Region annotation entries
** BEGIN **

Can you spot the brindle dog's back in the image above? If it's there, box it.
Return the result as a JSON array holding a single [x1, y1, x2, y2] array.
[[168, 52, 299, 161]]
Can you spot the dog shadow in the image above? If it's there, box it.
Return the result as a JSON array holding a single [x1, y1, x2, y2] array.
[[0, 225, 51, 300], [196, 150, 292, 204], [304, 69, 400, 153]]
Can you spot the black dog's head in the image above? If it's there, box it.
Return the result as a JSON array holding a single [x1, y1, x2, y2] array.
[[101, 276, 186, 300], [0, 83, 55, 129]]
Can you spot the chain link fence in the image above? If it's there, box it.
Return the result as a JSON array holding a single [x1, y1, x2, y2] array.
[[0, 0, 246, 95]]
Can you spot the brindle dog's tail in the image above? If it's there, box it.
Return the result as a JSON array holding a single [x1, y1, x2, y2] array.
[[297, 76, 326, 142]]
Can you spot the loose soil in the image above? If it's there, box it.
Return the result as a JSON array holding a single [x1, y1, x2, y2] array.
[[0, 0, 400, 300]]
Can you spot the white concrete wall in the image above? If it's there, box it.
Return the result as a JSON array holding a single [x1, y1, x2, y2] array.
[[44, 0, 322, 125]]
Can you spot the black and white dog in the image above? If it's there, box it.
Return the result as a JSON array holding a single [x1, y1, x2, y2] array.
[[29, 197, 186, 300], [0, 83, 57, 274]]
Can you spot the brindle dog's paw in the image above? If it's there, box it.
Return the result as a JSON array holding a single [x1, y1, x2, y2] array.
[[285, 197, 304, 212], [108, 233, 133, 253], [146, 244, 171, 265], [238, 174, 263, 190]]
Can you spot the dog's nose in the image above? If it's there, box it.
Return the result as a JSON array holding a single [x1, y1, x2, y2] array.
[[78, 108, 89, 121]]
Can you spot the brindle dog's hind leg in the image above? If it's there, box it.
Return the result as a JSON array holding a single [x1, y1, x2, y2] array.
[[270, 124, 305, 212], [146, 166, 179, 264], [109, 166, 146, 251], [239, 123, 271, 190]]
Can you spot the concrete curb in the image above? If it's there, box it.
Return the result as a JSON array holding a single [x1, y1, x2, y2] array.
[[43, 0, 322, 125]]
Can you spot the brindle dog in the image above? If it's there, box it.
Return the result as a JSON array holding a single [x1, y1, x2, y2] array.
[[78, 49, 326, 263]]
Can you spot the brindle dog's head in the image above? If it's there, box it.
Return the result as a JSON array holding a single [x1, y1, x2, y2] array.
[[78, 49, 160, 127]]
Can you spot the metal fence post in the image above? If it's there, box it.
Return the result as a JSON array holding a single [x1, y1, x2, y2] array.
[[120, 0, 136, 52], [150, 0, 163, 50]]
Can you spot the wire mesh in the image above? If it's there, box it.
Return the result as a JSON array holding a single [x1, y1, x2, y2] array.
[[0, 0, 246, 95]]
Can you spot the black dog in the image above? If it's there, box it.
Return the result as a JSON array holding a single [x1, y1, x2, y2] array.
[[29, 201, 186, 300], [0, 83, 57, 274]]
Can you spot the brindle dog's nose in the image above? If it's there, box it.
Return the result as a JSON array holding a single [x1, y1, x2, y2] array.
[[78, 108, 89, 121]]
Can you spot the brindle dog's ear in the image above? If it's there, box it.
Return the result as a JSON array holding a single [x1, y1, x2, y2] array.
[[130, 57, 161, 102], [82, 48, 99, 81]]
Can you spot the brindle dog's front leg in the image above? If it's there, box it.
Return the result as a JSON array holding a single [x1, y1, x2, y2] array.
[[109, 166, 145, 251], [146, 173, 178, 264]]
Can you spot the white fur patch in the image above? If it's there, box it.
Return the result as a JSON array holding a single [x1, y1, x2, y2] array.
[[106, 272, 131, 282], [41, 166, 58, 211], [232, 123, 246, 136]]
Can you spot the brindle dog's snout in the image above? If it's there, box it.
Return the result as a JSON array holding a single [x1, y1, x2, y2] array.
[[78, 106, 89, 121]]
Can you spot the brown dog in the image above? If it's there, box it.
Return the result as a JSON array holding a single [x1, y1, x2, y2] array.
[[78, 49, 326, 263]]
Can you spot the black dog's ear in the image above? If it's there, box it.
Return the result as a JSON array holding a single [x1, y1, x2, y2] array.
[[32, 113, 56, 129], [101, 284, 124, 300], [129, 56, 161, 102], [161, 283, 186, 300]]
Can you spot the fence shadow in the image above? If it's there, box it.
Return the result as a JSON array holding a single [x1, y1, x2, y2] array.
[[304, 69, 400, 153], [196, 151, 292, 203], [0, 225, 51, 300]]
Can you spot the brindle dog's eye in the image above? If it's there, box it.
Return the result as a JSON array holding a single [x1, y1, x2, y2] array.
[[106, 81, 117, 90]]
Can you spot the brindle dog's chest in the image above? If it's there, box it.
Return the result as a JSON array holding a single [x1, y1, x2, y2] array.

** END **

WORK REQUIRED: Put every line of the data above into a numbered list, leaving out any blank lines.

PROBLEM SOLUTION:
1. Can you spot the brindle dog's back in the image above? If it's there, box it.
2. Return the result as a JSON array holding a single [x1, y1, x2, y2] array.
3. [[168, 52, 299, 161]]
4. Can you spot the dog shadow in the image above? If it's there, box it.
5. Return the result as a JSON array holding a single [x1, y1, x2, y2] array.
6. [[0, 225, 51, 300], [196, 150, 292, 204], [304, 69, 400, 153]]
7. Can you spot the black dog's head in the image above? If it's there, box it.
8. Return the result as a JSON array holding a single [x1, y1, x2, y2] array.
9. [[101, 276, 186, 300], [0, 83, 55, 129]]
10. Can you spot the chain link fence in the image above? If it's there, box it.
11. Return the result as a JSON array holding a single [x1, y1, x2, y2] array.
12. [[0, 0, 246, 95]]
13. Can you spot the brindle dog's tail in the image above? If it's there, box it.
14. Return the result as a JSON array holding a single [x1, y1, x2, y2] array.
15. [[297, 76, 326, 142]]
16. Can you spot the loose soil in the image above? If it's there, box it.
17. Return the result as a JSON array holding a single [x1, y1, x2, y2] array.
18. [[0, 0, 400, 300]]
19. Can you spot the white concrete wall in the image above? If it's there, box it.
20. Return the result as a JSON array holding a single [x1, y1, x2, y2] array.
21. [[44, 0, 322, 125]]
22. Can you spot the black and white dog in the image above? If it's there, box it.
23. Return the result as a JSON array holding a single [x1, y1, x2, y2] array.
24. [[29, 197, 186, 300], [0, 83, 57, 274]]
25. Can you spot the brindle dog's paw in the image above? If it's there, box it.
26. Return the result as a JSON array holding a single [x1, y1, x2, y2] array.
27. [[285, 197, 304, 212], [108, 233, 133, 253], [146, 244, 171, 265], [238, 174, 263, 190]]
28. Can you spot the dog's nose in the image above? If it's there, box it.
29. Return the result as a JSON array holding a single [x1, y1, x2, y2] array.
30. [[78, 108, 89, 121]]
31. Can you spot the brindle dog's hind leg in the image above? If it's there, box it.
32. Return the result as a JSON array holding a single [x1, y1, x2, y2] array.
33. [[270, 124, 305, 212], [146, 166, 179, 264], [109, 166, 146, 251], [239, 123, 271, 190]]
34. Can you spot the concrete curb in the image above? If it's there, box it.
35. Return the result as a JSON array holding a single [x1, y1, x2, y2] array.
36. [[43, 0, 322, 125]]
37. Can you spot the brindle dog in the image above? If it's there, box it.
38. Return the result as a JSON array holding a single [x1, y1, x2, y2] array.
39. [[78, 49, 326, 263]]
40. Can you spot the brindle dog's head in the image above? If it's there, box it.
41. Return the result as a JSON array holding a single [x1, y1, x2, y2] array.
42. [[78, 49, 160, 127]]
43. Can you spot the metal fence post in the image above? If it's there, box it.
44. Return the result as a JSON array holding a single [x1, y1, x2, y2] array.
45. [[120, 0, 136, 52], [150, 0, 163, 50]]
46. Can you spot the wire mesh in the image above? If it's there, box it.
47. Return the result as a JSON array holding a single [x1, y1, x2, y2] array.
48. [[0, 0, 246, 95]]
49. Can you spot the black dog in the image above? If it's there, box it.
50. Return the result as a JSON array holding a single [x1, y1, x2, y2] array.
51. [[29, 201, 186, 300], [0, 83, 57, 274]]
52. Can you spot the brindle dog's nose in the image above? If it's there, box it.
53. Return the result as a JSON array holding a single [x1, y1, x2, y2] array.
54. [[78, 108, 89, 121]]
55. Can you spot the brindle dog's ear in the image above? If it's there, box it.
56. Return the result as a JSON array holding a single [x1, y1, x2, y2] array.
57. [[130, 57, 161, 102], [82, 48, 99, 81]]
58. Can you spot the brindle dog's front leg in the image above? If it's there, box it.
59. Return the result as a JSON array holding a single [x1, y1, x2, y2] array.
60. [[109, 166, 145, 251], [146, 173, 178, 264]]
61. Can you spot the white fur patch in the image above? If it's there, box it.
62. Return the result as a JSON array holding a single [x1, y1, x2, y2] array.
63. [[106, 272, 131, 282], [41, 166, 58, 211], [232, 123, 246, 136]]
64. Can you spot the brindle dog's snout in the image above? If it's there, box it.
65. Return the result as a JSON array holding a single [x1, y1, x2, y2] array.
66. [[78, 106, 89, 121]]
67. Can you spot the brown dog in the image above? If it's there, box it.
68. Return the result as a JSON array holding a single [x1, y1, x2, y2] array.
69. [[78, 49, 326, 263]]
70. Can you spot the black dog's ear in the image above? If it's there, box it.
71. Return the result as a JSON array holding a single [x1, y1, x2, y2] array.
72. [[32, 113, 56, 129], [101, 284, 124, 300], [129, 56, 161, 102], [161, 283, 186, 300]]
73. Can you spot the fence shadow in the image above? If it's there, box it.
74. Return the result as a JSON array holding a single [x1, y1, x2, y2] array.
75. [[304, 69, 400, 153], [196, 151, 292, 203], [0, 225, 51, 300]]
76. Can you spot the brindle dog's eye in the image above? If it's there, box it.
77. Return the result as a JSON array holding a single [x1, y1, x2, y2] array.
78. [[106, 81, 117, 90]]
79. Can you spot the brindle dog's chest in the image above? If it's there, box it.
80. Return the result as a JSON array holding a single [x1, y1, x2, y2] array.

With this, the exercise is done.